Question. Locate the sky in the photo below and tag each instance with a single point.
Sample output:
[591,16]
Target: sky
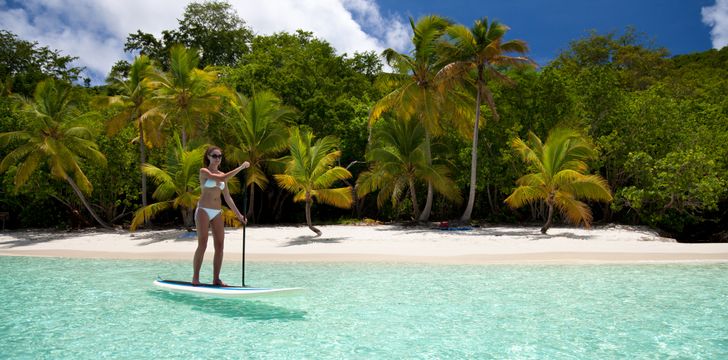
[95,30]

------------------------------------------------------------------------

-- WHAT THE EXERCISE ASKS --
Return the listing above verbatim, line for line, leaving out the picture.

-- CORRECT RESULT --
Question. Locate the sky in the photo below and tag each instance with a single point.
Sample output:
[591,16]
Target: sky
[95,30]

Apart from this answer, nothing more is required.